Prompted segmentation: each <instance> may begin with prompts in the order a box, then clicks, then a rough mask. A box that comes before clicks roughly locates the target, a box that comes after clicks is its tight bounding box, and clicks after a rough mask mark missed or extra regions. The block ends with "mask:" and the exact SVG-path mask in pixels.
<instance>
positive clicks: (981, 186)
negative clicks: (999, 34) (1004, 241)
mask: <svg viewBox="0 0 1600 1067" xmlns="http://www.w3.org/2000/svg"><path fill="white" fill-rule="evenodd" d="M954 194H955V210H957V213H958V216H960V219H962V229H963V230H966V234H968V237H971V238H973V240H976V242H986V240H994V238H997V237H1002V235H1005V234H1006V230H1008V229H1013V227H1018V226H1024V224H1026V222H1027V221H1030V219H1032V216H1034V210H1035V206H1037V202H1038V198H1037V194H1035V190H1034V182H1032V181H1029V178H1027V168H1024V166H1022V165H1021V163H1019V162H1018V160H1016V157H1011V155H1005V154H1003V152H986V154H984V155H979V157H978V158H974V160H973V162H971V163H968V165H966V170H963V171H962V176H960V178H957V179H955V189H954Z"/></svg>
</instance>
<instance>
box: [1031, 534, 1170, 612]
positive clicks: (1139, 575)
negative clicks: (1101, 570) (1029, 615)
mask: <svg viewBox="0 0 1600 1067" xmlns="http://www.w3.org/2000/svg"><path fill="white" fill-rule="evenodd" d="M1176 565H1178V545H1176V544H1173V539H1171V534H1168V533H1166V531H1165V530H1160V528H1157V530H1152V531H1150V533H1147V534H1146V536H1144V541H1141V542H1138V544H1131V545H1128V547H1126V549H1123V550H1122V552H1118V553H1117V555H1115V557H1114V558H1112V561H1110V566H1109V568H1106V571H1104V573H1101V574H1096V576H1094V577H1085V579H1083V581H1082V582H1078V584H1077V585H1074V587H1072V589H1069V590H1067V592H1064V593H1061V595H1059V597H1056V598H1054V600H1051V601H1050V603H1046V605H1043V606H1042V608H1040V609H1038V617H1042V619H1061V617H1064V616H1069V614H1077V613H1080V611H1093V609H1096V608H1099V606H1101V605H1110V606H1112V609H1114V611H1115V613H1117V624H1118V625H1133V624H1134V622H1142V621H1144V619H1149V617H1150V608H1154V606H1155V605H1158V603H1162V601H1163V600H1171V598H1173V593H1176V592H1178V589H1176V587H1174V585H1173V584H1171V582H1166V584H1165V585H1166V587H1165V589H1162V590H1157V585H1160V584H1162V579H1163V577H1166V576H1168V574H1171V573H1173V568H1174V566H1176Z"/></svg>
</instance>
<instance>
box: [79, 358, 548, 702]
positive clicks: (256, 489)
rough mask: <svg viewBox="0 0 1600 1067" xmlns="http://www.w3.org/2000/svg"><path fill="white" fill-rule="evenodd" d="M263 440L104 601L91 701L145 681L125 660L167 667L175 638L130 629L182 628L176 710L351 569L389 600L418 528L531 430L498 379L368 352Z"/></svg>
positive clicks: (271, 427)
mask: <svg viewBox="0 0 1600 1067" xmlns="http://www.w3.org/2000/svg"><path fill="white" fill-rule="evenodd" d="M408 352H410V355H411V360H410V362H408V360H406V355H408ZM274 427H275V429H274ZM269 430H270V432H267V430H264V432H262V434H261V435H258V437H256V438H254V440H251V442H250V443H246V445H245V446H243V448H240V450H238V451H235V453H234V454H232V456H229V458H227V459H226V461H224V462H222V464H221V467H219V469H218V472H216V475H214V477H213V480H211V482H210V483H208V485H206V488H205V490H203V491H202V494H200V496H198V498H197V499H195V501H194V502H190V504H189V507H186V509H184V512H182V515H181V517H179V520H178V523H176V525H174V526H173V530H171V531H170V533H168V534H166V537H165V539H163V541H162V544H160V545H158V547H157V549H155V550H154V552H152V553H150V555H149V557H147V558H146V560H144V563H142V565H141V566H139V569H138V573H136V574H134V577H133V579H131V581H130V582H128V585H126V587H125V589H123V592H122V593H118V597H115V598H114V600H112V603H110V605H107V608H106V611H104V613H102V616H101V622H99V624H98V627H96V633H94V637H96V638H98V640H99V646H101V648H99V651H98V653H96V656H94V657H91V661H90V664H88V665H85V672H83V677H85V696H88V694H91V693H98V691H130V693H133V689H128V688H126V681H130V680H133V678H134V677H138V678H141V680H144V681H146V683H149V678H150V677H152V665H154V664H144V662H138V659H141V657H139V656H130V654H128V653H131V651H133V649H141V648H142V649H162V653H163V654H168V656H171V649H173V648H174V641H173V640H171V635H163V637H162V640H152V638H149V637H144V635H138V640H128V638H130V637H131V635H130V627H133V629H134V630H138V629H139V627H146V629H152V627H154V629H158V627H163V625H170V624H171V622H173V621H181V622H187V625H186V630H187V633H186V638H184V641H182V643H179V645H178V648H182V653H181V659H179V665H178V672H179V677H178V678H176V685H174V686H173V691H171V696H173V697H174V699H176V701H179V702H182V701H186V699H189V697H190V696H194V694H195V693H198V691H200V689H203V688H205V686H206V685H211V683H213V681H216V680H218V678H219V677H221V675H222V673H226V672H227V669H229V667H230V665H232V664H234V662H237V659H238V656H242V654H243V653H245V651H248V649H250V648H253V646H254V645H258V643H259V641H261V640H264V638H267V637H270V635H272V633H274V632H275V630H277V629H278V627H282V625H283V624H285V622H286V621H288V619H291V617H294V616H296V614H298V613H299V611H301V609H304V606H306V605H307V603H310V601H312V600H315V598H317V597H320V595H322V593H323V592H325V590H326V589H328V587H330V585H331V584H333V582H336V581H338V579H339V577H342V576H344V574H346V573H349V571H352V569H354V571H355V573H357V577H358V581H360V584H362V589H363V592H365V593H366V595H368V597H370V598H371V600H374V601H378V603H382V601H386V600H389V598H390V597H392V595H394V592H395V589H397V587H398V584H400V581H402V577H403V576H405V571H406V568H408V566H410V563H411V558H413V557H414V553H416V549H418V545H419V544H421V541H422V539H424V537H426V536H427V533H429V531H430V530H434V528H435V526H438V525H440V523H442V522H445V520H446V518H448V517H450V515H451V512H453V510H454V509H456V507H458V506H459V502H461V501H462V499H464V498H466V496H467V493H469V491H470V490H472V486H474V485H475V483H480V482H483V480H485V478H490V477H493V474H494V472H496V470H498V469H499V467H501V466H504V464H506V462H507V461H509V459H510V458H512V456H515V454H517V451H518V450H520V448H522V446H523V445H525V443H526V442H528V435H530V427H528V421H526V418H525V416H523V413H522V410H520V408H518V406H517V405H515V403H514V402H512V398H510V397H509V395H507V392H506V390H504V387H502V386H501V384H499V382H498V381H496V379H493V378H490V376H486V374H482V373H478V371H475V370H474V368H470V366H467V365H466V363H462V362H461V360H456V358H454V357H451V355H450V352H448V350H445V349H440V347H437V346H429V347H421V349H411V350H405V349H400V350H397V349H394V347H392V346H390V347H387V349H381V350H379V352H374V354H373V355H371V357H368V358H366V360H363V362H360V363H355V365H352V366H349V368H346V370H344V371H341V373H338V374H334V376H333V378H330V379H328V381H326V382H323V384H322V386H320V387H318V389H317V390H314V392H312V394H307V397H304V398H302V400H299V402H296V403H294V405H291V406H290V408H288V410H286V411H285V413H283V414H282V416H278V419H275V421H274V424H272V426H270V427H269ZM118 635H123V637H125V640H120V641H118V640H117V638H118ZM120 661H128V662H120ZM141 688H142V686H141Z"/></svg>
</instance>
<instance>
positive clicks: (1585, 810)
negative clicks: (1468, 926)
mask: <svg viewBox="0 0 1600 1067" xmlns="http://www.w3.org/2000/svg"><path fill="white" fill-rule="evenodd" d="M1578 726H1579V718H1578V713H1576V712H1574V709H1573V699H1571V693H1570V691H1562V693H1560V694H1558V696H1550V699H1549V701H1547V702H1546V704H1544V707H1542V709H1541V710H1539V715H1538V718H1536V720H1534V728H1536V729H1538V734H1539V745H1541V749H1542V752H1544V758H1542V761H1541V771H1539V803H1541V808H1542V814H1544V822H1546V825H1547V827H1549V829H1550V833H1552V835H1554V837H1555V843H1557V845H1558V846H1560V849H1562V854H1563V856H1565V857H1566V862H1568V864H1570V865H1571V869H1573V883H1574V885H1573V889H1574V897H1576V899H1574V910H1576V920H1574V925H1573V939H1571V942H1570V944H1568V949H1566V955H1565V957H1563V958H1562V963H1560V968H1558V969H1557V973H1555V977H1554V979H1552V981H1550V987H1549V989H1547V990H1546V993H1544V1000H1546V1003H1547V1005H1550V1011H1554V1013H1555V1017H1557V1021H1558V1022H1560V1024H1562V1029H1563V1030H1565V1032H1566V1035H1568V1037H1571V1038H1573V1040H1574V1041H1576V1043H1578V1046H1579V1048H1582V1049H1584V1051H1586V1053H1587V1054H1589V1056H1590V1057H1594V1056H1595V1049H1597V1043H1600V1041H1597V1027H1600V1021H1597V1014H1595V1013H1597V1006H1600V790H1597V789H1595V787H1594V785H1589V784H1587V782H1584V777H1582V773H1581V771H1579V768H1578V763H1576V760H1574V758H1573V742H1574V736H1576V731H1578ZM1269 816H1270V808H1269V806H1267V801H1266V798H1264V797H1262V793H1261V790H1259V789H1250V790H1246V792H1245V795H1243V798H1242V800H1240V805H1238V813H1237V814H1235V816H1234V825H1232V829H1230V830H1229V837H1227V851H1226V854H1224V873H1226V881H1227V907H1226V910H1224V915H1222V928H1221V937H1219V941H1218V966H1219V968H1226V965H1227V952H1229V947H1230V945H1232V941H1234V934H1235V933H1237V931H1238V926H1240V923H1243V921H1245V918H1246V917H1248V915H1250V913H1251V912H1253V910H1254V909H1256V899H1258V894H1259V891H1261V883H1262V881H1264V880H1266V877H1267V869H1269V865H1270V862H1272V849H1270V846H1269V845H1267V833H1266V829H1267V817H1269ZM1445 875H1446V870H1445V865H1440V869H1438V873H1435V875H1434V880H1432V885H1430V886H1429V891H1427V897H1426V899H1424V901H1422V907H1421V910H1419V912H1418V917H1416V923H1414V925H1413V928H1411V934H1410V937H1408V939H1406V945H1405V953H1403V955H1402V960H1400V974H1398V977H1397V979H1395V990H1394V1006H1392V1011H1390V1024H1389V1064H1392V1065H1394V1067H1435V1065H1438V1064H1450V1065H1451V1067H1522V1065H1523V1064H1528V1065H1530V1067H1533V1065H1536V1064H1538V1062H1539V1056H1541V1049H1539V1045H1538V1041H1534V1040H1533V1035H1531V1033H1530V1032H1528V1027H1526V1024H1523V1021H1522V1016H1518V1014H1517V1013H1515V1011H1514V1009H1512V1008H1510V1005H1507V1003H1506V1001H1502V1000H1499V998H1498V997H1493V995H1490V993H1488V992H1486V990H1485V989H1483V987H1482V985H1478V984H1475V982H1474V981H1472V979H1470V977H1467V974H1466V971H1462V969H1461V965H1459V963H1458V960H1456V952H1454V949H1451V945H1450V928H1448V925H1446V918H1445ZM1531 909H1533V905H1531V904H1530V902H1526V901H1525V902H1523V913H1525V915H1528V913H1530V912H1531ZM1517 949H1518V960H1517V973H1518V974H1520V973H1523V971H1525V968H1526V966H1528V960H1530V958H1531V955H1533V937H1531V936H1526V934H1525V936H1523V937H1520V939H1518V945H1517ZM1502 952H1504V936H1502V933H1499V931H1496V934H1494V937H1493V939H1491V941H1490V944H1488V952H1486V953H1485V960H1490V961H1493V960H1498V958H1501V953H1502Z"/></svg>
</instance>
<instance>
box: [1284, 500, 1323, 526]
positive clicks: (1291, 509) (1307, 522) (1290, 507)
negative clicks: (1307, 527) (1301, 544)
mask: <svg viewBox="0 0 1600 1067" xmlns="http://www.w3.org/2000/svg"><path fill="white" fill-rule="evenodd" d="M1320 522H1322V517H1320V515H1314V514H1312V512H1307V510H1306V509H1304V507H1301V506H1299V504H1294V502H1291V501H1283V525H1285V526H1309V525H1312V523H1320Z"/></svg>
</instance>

──────────

[Exercise description] From the line containing "negative clicks: (1307, 527) (1301, 544)" to the last line of the material, please quote every line exactly and only those.

[Completed exercise]
negative clicks: (1307, 527) (1301, 544)
mask: <svg viewBox="0 0 1600 1067" xmlns="http://www.w3.org/2000/svg"><path fill="white" fill-rule="evenodd" d="M1320 522H1322V517H1320V515H1314V514H1312V512H1307V510H1306V509H1304V507H1301V506H1299V504H1294V502H1291V501H1283V525H1285V526H1309V525H1312V523H1320Z"/></svg>
</instance>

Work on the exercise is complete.